■ **REQUIRED TASK**: Format every line of the listing as a Markdown table with the columns "Row" and "Line", numbering each row and leaving out blank lines.

========================================================================

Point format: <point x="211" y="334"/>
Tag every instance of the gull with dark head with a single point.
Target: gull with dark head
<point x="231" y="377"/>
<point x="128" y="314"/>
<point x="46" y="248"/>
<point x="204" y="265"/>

========================================================================

■ **RESPONSE BELOW**:
| Row | Line |
|---|---|
| 1 | Point format: <point x="211" y="334"/> |
| 2 | Tag every instance of the gull with dark head with a single point. |
| 3 | Target: gull with dark head |
| 4 | <point x="231" y="377"/> |
| 5 | <point x="128" y="314"/> |
| 6 | <point x="46" y="248"/> |
| 7 | <point x="204" y="265"/> |